Write out, exactly and only, the lines that run from the top of the records to the line with "column 179, row 242". Include both ends; exclude pictures.

(Data listing)

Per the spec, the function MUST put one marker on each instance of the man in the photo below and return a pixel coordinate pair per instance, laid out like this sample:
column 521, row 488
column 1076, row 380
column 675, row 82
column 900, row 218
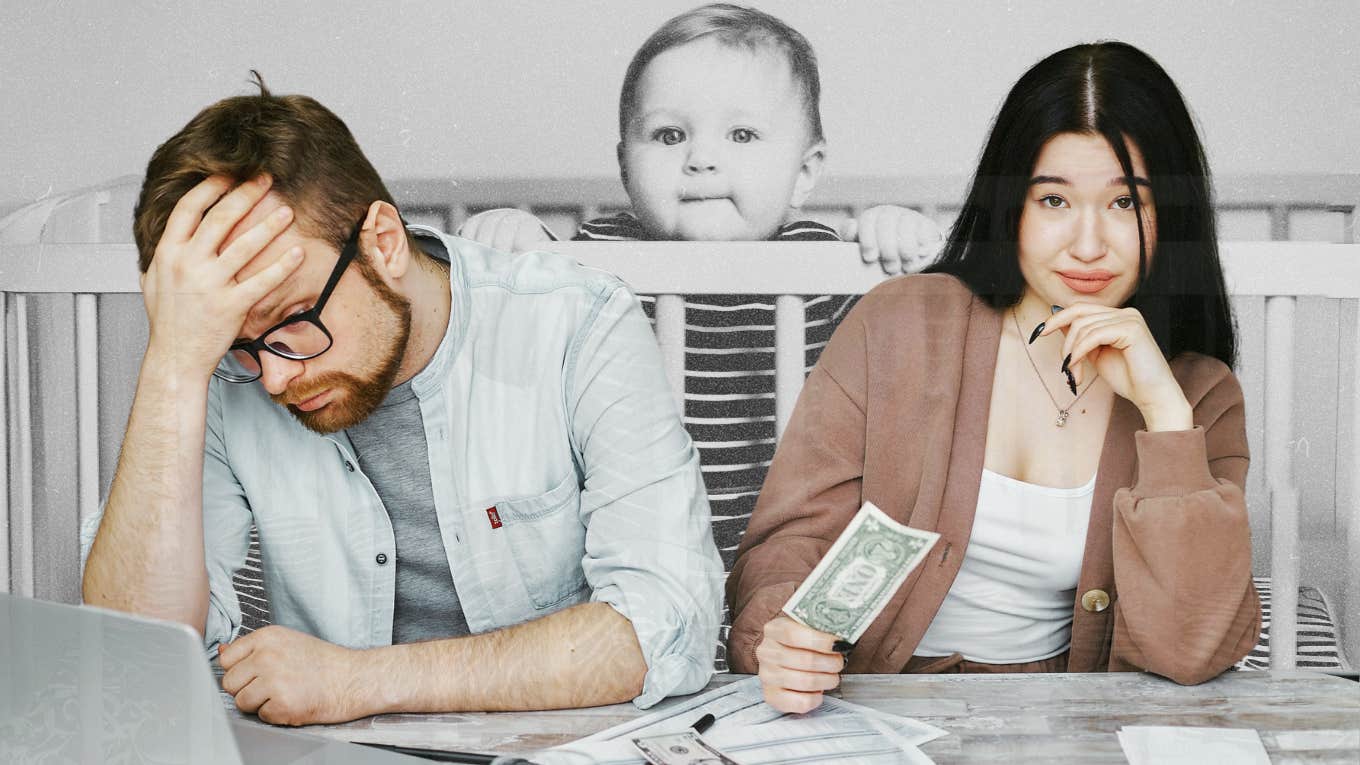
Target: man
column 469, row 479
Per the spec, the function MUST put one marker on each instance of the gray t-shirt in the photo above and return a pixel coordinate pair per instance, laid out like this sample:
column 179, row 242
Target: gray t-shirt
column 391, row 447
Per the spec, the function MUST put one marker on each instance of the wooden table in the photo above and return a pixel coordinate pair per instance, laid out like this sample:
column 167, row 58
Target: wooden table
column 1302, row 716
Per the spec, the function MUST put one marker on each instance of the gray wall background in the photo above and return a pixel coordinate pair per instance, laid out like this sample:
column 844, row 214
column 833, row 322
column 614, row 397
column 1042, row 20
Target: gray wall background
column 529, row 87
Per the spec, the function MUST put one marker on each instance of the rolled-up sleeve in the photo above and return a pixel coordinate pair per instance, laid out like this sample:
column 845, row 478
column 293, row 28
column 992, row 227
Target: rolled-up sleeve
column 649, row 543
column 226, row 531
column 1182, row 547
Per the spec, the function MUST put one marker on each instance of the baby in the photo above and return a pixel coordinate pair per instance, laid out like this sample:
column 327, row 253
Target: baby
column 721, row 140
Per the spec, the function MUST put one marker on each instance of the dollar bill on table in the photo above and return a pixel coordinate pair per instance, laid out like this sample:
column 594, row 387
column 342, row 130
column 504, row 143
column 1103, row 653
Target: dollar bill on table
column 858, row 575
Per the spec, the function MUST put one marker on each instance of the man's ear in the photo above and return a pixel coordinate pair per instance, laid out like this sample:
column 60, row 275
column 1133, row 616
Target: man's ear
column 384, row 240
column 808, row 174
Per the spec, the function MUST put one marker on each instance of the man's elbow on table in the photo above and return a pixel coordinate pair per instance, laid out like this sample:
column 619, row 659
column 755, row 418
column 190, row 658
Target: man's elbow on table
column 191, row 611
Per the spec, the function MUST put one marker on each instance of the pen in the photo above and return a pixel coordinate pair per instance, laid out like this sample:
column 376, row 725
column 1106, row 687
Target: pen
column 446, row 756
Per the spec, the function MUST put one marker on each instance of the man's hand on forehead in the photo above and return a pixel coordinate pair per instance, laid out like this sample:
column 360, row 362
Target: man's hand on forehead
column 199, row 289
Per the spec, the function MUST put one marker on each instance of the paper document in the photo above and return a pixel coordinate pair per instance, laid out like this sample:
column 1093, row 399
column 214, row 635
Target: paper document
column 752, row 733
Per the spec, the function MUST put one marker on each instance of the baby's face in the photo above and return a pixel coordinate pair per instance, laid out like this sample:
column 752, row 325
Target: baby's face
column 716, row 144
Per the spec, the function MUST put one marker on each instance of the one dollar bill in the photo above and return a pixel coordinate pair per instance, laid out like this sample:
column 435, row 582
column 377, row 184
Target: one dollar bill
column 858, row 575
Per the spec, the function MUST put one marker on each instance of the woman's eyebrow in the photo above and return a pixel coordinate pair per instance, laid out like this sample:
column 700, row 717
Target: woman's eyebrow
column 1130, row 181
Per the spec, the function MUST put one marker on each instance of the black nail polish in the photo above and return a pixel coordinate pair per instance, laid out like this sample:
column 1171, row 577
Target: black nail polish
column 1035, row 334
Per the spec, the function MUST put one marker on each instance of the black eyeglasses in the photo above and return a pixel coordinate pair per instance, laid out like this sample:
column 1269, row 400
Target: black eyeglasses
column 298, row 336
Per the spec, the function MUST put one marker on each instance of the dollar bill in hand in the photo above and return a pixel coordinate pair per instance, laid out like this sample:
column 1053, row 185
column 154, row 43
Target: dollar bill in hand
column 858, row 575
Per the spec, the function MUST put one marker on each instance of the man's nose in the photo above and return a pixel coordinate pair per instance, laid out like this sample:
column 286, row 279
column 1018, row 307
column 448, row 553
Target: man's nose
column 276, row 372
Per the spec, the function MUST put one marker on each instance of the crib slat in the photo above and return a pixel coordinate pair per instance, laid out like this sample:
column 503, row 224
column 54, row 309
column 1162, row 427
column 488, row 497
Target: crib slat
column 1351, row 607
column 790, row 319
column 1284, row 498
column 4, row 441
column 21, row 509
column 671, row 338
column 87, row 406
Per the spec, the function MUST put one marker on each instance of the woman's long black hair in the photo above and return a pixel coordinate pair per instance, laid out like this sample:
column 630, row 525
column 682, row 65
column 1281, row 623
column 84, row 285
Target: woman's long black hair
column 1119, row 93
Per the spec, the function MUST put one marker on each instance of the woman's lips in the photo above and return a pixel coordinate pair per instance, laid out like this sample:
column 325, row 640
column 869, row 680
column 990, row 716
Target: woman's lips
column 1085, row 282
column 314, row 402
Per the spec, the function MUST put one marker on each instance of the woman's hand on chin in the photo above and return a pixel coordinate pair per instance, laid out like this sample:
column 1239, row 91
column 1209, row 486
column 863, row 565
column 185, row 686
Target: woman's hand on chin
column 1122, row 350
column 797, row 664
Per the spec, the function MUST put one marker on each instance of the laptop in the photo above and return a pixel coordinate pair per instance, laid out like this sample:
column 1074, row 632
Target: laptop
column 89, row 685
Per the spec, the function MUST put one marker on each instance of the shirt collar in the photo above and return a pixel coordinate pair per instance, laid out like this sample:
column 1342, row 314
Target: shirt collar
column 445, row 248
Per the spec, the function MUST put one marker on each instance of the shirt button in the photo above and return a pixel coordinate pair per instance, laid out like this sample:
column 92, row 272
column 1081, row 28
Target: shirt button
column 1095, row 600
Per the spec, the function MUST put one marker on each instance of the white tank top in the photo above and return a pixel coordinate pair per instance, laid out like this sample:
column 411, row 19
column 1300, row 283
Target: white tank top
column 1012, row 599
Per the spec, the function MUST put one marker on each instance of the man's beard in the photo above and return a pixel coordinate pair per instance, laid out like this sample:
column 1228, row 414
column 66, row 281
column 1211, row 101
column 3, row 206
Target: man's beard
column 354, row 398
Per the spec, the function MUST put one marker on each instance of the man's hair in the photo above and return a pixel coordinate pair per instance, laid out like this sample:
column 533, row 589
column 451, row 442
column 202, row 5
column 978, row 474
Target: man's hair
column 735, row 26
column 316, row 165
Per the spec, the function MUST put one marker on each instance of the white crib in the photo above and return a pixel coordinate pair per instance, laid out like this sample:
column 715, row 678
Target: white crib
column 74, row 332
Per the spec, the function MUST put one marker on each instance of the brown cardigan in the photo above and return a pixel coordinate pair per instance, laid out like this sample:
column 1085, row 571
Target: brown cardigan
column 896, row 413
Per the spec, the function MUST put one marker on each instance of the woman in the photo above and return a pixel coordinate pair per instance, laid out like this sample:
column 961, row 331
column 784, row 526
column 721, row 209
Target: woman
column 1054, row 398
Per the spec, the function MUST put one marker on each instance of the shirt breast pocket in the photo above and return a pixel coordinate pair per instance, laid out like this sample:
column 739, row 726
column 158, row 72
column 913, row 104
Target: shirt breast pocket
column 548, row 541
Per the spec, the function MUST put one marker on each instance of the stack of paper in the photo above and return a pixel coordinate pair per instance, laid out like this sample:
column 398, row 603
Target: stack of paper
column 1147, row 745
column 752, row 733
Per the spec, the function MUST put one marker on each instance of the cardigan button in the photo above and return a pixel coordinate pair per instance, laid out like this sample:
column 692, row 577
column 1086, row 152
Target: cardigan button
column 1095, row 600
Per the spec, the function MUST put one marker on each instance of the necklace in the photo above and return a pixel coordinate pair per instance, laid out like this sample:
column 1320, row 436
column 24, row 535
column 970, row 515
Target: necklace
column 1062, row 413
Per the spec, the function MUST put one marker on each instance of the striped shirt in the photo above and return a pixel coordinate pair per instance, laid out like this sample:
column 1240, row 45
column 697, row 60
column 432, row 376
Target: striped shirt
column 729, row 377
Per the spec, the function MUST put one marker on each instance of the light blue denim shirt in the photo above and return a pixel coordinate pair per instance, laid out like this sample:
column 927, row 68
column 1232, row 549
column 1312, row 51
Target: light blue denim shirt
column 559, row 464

(End Data listing)

Response:
Per the spec, the function MUST put one marker on each instance of the man in the photo below and return a pixel coordinate pair per instance, laid out like this sample:
column 521, row 488
column 1076, row 380
column 675, row 82
column 900, row 218
Target: man
column 469, row 479
Per the spec, the function MUST put one marker on each instance of the gray t-shirt in the photo above and return a pixel coordinate pair per instance, laid out like this sample:
column 179, row 242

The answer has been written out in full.